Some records

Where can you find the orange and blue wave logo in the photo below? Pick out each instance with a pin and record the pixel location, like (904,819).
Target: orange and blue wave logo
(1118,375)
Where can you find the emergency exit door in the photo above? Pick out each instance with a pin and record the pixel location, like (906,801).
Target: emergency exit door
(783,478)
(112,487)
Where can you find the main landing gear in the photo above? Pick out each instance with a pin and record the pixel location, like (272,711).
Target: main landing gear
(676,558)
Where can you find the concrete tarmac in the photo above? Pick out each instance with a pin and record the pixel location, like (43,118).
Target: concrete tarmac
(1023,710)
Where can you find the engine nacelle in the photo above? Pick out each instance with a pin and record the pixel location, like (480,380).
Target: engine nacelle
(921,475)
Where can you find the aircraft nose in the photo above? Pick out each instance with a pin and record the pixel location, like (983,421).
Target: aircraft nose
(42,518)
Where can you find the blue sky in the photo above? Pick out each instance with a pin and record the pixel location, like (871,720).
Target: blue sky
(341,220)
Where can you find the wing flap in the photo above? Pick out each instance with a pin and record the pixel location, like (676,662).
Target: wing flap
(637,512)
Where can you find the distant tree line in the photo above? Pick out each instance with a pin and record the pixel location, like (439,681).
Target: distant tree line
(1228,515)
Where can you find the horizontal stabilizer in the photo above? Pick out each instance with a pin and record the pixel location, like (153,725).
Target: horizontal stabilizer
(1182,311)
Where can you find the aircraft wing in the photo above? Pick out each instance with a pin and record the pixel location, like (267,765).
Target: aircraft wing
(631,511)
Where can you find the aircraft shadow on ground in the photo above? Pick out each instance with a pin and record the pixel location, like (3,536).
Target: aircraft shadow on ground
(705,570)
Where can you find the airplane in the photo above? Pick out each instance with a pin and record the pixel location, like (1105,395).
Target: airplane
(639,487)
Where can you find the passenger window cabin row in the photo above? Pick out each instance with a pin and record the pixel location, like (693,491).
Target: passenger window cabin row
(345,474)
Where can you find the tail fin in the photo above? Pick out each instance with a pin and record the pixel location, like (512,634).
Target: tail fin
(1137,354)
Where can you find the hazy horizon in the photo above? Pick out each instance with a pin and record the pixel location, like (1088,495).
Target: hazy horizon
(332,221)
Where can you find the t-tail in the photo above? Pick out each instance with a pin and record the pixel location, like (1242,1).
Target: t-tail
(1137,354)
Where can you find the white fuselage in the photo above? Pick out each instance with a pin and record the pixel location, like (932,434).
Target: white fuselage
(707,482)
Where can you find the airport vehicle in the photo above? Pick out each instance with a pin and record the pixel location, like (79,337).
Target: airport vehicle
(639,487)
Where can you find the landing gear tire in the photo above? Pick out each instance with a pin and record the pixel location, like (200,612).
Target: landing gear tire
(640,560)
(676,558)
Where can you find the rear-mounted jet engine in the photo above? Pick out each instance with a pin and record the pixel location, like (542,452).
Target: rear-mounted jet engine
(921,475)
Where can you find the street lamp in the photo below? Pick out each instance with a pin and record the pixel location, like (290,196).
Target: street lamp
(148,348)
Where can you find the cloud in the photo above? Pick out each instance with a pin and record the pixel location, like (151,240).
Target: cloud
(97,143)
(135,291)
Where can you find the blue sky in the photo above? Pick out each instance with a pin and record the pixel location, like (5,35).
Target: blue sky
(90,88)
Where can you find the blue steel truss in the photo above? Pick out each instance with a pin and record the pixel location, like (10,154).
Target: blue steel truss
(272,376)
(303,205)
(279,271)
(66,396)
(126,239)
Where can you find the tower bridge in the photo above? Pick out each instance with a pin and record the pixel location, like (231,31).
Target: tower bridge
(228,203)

[Written exercise]: Rewrite the lines from the one containing "Where can you find the cloud" through the end of the records above as a numbered list, with both ends included and blank lines left out.

[Reply to the task]:
1. Where can you find the cloud in the photo above? Pick out each instance with a pin and record the pixel location, like (151,240).
2. Target: cloud
3. (97,143)
4. (135,291)
5. Where can you find the blue sky in the photo above? Pick out each instance with a pin and record the pixel location, like (5,35).
6. Target: blue sky
7. (90,88)
8. Where can you find the blue steel truss in the photo above? Pick out each instance with a pin and record the pixel location, like (10,154).
9. Target: blue steel truss
10. (272,376)
11. (303,205)
12. (279,271)
13. (66,396)
14. (126,239)
15. Where can you find the tower bridge in the photo above? Pick out each instance with a pin and record the pixel location, like (231,31).
16. Target: tower bridge
17. (228,203)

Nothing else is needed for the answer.